> _Problem requirements_
The answer must consist of the entire listing, repeated exactly.

[Opening Given data section]

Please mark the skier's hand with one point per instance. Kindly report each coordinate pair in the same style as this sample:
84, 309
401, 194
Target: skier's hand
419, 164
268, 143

[Closing Given data section]

> _Final answer_
Please mark the skier's hand with one point per instance. Kindly report each coordinate pair in the same style as this sample:
84, 309
401, 194
Target: skier's hand
419, 164
268, 143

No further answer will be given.